Section 138 of the Act provides that a drawer of a cheque is deemed to have committed the offence if the following ingredients are fulfilled:
(i) A cheque drawn for the payment of any amount of money to another person;
(ii) The cheque is drawn for the discharge of the ‘whole or part’ of any debt or other liability. ‘Debt or other liability’ means legally enforceable debt or other liability; and
(iii) The cheque is returned by the bank unpaid because of insufficient funds.
However, unless the stipulations in the proviso are fulfilled the offence is not deemed to be committed.

The conditions in the proviso are as follows:
(i) The cheque must be presented in the bank within three months from the date on which it was drawn or within the period of its validity;
(ii) The holder of the cheque must make a demand for the payment of the ‘said amount of money’ by giving a notice in writing to the drawer of the cheque within thirty days from the receipt of the notice from the bank that the cheque was returned dishonoured; and
(iii) The holder of the cheque fails to make the payment of the ‘said amount of money’ within fifteen days from the receipt of the notice.
9. It must be noted that when a part-payment is made after the issuance of a post-dated cheque, the legally enforceable debt at the time of encashment is less than the sum represented in the cheque. A part-payment or a full payment may have been made between the date when the debt has accrued to the date when the cheque is sought to be encashed.

10. Thus, it is crucial that we refer to the law laid down by this Court on the issuance of postdated cheques and cheques issued for the purpose of security.

In Indus Airways Private Limited v. Magnum Aviation Private Lim ited , the issue before a two-Judge Bench of this Court was whether dishonour of post-dated cheques which were issued by the purchasers towards ‘advance payment’ would be covered by Section 138 of the Act if the purchase order was cancelled subsequently. It was held that Section 138 would only be applicable where there is a legally enforceable debt subsisting on the date when the cheque is drawn.

In Sampelly Satyanarayana Rao v. Indian Renewable Energy Development Agency Limited , the respondent advanced a loan for setting up a power project and post-dated cheques were given for security. The cheques were dishonoured and a complaint was instituted under Section 138. Distinguishing Indus Airways (supra), it was held that the test for the application of Section 138 is whether there was a legally enforceable debt on the date mentioned in the cheque. It was held that if the answer is in the affirmative, then the provisions of Section 138 would be attracted.

In Sripati Singh v. State of Jharkand , this Court observed that if a cheque is issued as security and if the debt is not repaid in any other form before the due date or if there is no understanding or agreement between the parties to defer the repayment, the cheque would mature for presentation:

“17. A cheque issued as security pursuant to a financial transaction cannot be considered as a worthless piece of paper under every circumstance. ‘Security’ in its true sense is the state of being safe and the security given for a loan is something given as a pledge of payment. It is given, deposited or pledged to make certain the fulfilment of an obligation to which the parties to the transaction are bound. If in a transaction, a loan is advanced and the borrower agrees to repay the amount in a specified timeframe and issues a cheque as security to secure such repayment; if the loan amount is not repaid in any other form before the due date or if there is no other understanding or agreement between the parties to defer the payment of amount, the cheque which is issued as security would mature for presentation and the drawee of the cheque would be entitled to present the same. On such presentation, if the same is dishonoured, the consequences contemplated under Section 138 and the other provisions of N.I. Act would flow.”

**TO-DO LIST**
(a) In the excerpt on cheque dishonour under Section 138, within how many days must the holder send the drawer a written demand for payment?
(b) Write a continuation of the excerpt on cheque dishonour under Section 138, picking up right after its final sentence.
The listing isn't needed for anything here.

**GIVEN DATA**
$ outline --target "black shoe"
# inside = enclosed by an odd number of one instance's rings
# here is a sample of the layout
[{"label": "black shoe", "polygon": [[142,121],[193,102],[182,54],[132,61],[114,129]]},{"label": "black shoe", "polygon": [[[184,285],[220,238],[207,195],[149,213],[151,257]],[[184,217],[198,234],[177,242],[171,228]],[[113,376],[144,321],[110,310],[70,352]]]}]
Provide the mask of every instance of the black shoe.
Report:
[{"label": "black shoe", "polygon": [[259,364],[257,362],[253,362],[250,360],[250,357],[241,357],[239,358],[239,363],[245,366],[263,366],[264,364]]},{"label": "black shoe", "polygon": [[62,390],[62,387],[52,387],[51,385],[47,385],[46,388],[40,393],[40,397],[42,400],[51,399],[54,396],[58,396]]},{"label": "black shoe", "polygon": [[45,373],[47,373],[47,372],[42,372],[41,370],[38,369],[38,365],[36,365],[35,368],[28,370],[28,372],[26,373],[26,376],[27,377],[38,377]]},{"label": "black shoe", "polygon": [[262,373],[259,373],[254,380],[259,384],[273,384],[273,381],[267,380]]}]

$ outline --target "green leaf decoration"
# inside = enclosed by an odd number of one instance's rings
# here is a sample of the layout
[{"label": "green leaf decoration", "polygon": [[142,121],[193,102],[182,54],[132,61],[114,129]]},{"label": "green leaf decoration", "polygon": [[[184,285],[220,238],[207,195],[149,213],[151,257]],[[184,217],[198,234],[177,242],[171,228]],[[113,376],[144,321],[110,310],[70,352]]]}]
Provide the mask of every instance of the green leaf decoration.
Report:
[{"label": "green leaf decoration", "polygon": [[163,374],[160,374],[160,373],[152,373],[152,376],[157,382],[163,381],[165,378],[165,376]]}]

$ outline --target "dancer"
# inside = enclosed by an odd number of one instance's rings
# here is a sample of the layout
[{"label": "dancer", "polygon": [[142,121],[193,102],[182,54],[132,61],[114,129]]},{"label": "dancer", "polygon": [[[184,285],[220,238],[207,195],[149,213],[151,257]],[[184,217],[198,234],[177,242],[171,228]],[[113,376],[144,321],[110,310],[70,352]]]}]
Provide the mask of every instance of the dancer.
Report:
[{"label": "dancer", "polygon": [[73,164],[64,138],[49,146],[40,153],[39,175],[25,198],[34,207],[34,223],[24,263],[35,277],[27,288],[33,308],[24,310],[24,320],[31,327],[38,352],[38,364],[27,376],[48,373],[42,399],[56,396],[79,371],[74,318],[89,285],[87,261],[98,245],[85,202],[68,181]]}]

**EXPECTED ANSWERS**
(a) Within thirty days of receiving the bank's notice that the cheque was returned dishonoured.

(b)
18. When a cheque is issued and is treated as ‘security’ towards repayment of an amount with a time period being stipulated for repayment, all that it ensures is that such cheque which is issued as ‘security’ cannot be presented prior to the loan or the instalment maturing for repayment towards which such cheque is issued as security. Further, the borrower would have the option of repaying the loan amount or such financial liability in any other form and in that manner if the amount of loan due and payable has been discharged within the agreed period, the cheque issued as security cannot thereafter be presented. Therefore, the prior discharge of the loan or there being an altered situation due to which there would be understanding between the parties is a sine qua non to not present the cheque which was issued as security. These are only the defences that would be available to the drawer of the cheque in a proceedings initiated under Section 138 of the N.I. Act.

Therefore, there cannot be a hard and fast rule that a cheque which is issued as security can never be presented by the drawee of the cheque. If such is the understanding a cheque would also be reduced to an ‘on demand promissory note’ and in all circumstances, it would only be a civil litigation to recover the amount, which is not the intention of the statute.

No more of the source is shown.